Required task 1: Count the lines of the records that contain the string "jacket". Case counts, and the answer is the number alone.

Document segment:
--- Begin ---

NOTE: Please take time to read this slowly.  If you pay attention to the
> first two judges, the reaction of the third is even better.  For those of
> you who may have lived in Texas, you know how true this is!
>
> They actually have a chili cook-off about the time the rodeo comes to
> town.  It takes up a major portion of the parking lot at the Astrodome!
> You will likely want to read this behind closed doors because, if you are
> like me, you will be howling out loud.
>
> Notes From An Inexperienced chili tester named Frank, who was visiting
> Texas from the East Coast:
> "Recently, I was honored to be selected as a judge at a chili cook-off.
> The original person called in sick at the last moment and I happened to be
> standing there at the judge's table asking directions to the beer wagon,
> when the call came.  I was assured by the other two judges (native Texans)
> that the chili wouldn't be all that spicy, and besides, they told me I
> could have free beer during the tasting, so I accepted."
>
> Here are the scorecards from the event:
> __________________________________________________________
>
> CHILI # 1 MIKE'S MANIAC MOBSTER MONSTER CHILI
>
> JUDGE ONE:  A little too heavy on tomato.  Amusing kick.
>
> JUDGE TWO:  Nice, smooth tomato flavor.  Very mild.

--- End ---

Required task 2: In the chili cook-off text, what was Frank asking at the judge's table when the call came?

Source material:
--- Begin ---

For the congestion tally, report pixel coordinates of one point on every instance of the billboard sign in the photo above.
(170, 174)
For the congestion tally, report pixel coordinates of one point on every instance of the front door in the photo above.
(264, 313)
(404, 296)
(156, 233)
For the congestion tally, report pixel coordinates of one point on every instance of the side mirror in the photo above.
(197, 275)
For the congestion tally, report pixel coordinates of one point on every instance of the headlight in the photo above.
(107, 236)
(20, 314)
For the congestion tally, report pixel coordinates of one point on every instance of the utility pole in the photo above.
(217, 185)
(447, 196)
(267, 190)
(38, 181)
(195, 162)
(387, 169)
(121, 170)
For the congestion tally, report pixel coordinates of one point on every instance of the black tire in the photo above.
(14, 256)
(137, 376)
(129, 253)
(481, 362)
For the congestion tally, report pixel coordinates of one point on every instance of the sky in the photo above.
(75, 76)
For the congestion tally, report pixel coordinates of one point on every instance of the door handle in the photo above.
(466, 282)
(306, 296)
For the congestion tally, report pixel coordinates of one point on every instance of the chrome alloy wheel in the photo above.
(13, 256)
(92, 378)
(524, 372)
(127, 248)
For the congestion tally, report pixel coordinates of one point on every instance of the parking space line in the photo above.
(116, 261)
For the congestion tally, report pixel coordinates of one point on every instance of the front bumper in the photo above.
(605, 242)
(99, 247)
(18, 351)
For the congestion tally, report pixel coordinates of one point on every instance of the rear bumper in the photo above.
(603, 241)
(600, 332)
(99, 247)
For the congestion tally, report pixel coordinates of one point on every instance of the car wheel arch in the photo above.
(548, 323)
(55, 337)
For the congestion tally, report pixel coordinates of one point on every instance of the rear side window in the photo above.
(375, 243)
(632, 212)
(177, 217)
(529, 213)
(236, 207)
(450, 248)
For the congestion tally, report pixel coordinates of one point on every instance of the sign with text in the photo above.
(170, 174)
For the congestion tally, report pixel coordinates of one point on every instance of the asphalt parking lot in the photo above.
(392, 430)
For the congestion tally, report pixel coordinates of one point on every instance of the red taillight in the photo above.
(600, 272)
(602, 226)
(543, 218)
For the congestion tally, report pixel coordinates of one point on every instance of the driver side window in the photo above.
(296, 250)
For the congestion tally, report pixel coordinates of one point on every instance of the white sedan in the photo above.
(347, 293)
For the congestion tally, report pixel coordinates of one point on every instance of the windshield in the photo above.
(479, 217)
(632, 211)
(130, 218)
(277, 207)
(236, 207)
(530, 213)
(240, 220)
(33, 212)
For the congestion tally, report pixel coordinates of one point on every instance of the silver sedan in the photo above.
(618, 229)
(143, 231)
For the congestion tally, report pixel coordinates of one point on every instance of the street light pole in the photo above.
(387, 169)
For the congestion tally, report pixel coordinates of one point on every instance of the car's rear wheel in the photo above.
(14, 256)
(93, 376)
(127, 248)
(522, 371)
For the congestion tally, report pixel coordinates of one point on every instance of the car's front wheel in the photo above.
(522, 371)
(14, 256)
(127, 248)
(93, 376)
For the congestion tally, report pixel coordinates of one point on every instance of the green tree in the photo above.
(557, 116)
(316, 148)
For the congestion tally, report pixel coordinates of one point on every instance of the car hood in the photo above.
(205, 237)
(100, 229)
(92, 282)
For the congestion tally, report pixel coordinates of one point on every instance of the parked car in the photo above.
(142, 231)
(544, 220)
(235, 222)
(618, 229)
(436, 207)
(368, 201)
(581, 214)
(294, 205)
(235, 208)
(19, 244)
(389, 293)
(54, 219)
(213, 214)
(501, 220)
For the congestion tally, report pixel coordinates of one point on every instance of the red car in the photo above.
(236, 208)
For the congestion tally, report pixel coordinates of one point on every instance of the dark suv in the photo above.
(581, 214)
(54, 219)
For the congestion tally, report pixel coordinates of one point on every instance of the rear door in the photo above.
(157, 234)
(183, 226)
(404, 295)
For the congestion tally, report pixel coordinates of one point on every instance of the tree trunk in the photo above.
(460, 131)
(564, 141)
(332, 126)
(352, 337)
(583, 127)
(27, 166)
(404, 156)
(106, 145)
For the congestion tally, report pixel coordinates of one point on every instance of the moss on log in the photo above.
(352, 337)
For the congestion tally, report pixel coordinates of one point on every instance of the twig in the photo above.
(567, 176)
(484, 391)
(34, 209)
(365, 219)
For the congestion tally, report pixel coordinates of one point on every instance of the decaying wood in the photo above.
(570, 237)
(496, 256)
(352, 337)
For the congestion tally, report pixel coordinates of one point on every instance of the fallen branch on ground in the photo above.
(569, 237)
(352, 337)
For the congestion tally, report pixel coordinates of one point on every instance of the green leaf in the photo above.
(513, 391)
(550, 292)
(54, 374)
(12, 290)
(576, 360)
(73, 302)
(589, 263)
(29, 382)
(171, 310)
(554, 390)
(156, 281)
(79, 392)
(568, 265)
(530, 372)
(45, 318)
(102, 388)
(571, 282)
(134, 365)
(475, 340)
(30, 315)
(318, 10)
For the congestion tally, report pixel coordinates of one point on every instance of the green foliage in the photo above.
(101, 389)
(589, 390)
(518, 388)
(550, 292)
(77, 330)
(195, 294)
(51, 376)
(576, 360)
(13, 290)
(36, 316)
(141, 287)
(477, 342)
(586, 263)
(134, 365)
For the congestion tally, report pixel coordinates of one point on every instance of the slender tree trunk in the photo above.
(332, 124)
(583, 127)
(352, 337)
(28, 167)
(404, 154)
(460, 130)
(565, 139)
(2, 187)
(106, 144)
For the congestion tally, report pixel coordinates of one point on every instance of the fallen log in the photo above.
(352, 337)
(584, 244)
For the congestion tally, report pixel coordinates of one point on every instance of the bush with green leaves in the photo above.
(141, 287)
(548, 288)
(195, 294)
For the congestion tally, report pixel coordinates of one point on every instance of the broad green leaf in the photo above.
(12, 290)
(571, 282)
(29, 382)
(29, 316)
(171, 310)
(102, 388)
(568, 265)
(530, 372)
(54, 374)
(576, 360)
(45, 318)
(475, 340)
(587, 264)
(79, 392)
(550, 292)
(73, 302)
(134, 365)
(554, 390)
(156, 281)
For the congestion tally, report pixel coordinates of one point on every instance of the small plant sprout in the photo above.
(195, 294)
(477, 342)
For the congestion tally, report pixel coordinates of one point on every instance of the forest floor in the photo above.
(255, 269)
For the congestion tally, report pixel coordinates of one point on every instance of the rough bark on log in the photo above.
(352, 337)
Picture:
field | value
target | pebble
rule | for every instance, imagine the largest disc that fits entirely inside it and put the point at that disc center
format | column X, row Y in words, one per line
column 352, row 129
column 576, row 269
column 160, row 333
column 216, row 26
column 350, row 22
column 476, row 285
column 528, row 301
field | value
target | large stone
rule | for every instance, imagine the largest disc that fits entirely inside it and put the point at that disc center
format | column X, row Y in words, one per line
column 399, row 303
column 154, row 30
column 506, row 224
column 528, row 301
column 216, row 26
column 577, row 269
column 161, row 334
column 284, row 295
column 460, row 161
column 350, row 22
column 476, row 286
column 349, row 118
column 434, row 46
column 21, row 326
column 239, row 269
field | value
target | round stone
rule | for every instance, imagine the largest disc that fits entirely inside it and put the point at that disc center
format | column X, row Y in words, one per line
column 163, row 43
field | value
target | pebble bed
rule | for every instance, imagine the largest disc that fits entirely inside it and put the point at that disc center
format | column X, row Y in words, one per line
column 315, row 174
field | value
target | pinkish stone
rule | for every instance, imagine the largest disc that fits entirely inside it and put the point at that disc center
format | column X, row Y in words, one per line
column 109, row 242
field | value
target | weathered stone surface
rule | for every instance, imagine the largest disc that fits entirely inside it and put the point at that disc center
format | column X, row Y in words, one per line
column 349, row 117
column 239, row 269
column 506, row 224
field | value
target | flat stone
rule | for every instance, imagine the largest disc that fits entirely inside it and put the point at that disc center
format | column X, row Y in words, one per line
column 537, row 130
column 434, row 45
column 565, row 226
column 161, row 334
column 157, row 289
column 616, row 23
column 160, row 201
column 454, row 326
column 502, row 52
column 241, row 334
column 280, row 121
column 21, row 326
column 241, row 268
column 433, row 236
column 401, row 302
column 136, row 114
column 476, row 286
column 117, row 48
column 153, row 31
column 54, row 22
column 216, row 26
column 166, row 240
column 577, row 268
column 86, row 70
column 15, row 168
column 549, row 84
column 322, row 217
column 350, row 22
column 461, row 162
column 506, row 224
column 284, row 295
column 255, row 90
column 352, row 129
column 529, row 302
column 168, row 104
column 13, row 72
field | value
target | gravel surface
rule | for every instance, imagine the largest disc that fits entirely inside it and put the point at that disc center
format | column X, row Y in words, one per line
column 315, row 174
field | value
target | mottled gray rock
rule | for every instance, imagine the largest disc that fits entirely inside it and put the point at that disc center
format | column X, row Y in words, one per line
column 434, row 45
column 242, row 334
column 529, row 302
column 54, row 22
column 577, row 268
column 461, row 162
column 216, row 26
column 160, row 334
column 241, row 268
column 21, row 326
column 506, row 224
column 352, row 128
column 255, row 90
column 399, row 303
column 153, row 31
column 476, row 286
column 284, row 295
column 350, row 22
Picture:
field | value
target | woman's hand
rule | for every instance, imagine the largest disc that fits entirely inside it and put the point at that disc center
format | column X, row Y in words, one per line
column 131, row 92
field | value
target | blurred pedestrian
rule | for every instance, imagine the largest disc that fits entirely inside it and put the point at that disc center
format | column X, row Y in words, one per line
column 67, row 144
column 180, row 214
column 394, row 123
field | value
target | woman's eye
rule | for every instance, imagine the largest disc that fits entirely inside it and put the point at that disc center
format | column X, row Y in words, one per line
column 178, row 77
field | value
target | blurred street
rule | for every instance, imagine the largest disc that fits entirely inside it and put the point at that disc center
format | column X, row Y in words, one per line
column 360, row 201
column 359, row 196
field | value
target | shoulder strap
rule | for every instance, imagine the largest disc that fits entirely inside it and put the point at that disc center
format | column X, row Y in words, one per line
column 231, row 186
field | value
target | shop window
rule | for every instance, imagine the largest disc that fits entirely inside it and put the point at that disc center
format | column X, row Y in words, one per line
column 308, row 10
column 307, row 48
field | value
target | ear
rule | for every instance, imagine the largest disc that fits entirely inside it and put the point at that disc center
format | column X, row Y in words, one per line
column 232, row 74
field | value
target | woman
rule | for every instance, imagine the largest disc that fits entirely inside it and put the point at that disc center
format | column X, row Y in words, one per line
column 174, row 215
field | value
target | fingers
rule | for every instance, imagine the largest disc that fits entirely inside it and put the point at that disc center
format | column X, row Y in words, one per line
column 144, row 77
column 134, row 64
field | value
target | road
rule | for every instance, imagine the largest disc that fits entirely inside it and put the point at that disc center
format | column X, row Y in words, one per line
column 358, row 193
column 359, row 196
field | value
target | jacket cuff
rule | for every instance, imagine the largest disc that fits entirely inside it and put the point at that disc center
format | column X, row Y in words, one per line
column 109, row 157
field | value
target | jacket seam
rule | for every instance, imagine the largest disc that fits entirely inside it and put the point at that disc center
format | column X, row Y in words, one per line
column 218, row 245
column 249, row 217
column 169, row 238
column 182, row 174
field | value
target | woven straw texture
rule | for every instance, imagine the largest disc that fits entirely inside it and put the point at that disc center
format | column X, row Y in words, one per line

--- End ---

Answer 1: 2

Answer 2: He was asking directions to the beer wagon.